RECORDS FOR THE TASK:
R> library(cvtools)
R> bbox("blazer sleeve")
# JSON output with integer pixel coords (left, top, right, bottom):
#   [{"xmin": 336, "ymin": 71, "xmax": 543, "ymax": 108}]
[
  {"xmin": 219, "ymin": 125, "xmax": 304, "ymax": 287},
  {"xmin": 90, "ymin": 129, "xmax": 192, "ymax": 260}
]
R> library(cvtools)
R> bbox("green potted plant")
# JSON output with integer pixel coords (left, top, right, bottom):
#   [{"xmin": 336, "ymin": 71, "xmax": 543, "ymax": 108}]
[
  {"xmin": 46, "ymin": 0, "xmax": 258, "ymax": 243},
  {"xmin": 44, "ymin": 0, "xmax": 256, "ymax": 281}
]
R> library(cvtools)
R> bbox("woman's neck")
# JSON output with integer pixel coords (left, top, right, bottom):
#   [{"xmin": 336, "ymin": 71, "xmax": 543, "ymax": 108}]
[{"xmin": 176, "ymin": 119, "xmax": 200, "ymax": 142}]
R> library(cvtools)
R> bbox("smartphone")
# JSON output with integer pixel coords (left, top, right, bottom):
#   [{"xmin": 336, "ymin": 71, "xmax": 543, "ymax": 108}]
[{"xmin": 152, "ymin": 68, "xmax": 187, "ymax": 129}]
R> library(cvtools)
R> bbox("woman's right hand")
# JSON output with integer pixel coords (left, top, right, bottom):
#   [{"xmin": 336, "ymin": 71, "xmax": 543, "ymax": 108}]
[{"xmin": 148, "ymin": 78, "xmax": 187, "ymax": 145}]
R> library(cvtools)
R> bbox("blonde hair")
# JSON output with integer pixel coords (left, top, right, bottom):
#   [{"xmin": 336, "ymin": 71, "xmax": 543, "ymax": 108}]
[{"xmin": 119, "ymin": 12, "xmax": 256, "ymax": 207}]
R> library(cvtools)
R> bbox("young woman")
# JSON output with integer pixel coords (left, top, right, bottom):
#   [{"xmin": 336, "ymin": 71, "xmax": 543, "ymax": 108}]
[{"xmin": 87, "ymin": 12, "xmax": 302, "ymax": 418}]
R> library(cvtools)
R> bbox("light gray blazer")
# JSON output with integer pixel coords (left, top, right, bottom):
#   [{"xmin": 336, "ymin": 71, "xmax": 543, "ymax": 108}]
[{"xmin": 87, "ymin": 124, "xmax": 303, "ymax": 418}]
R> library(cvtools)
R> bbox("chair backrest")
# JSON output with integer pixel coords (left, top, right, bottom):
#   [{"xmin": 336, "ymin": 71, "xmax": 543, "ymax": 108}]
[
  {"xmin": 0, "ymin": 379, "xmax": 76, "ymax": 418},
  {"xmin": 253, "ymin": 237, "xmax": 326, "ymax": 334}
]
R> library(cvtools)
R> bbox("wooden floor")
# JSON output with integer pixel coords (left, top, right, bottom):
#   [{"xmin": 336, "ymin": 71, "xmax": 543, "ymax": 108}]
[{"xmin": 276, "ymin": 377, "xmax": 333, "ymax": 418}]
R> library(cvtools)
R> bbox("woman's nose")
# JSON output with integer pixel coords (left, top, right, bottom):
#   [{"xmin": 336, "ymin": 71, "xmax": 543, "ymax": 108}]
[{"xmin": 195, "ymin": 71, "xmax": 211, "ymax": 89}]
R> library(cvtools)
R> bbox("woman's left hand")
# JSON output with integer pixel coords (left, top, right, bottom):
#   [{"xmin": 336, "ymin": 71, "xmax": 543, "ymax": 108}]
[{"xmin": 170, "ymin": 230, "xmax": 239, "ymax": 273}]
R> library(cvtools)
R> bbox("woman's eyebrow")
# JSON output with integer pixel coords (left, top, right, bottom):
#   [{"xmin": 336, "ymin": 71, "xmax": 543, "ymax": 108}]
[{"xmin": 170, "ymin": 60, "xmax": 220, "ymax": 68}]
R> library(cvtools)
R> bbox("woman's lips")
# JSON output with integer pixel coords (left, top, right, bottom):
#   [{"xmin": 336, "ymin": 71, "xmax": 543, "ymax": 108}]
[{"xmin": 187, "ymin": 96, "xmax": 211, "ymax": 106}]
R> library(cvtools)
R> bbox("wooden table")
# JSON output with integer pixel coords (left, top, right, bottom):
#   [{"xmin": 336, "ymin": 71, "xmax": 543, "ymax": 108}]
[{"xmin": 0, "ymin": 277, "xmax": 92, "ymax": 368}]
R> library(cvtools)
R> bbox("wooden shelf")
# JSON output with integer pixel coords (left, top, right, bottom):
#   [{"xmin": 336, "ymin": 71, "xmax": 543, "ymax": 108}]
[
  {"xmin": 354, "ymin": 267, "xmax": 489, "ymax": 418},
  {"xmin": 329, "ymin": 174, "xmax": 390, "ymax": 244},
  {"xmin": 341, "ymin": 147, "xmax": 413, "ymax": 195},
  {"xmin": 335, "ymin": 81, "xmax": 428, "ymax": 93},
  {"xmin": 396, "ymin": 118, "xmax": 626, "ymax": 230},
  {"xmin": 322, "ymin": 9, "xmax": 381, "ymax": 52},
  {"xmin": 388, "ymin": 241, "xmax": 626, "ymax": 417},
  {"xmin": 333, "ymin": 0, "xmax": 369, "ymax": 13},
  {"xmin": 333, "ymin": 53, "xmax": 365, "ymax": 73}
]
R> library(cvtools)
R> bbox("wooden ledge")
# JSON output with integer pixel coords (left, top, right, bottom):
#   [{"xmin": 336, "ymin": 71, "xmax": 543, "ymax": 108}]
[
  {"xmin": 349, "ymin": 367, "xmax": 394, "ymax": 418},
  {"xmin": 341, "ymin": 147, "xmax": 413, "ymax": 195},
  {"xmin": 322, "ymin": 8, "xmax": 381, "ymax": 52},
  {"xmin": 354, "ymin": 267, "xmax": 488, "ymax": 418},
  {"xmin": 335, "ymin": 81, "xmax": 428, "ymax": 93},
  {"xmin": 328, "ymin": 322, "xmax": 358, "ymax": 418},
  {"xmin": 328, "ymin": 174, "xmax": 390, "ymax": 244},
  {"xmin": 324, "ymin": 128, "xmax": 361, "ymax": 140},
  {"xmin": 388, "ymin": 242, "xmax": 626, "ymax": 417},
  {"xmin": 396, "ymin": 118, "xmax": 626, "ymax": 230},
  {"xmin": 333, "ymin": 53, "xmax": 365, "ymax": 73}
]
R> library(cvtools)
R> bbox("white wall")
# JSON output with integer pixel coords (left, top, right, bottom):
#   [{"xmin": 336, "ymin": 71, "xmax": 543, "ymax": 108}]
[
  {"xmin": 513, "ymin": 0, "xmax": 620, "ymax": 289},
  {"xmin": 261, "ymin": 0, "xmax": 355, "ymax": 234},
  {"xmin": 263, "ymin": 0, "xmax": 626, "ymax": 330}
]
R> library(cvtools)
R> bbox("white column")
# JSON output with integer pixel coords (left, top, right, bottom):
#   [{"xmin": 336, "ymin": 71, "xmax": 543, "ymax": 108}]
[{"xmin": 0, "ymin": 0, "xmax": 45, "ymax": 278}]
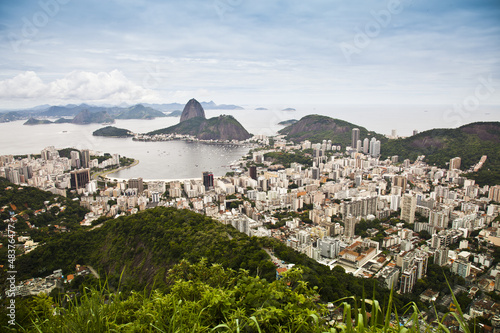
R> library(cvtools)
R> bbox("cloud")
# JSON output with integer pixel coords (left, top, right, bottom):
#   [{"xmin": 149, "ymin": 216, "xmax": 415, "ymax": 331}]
[{"xmin": 0, "ymin": 70, "xmax": 157, "ymax": 102}]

WRITTEN PROBLEM:
Return each line of the data above that contains the word "woman". Case matters.

EXERCISE SOLUTION:
R> bbox("woman's neck")
R> bbox("woman's right hand")
R> bbox("young woman")
R> bbox("woman's nose")
R> bbox("woman's left hand")
R> bbox("woman's eyebrow")
R> bbox("woman's lips")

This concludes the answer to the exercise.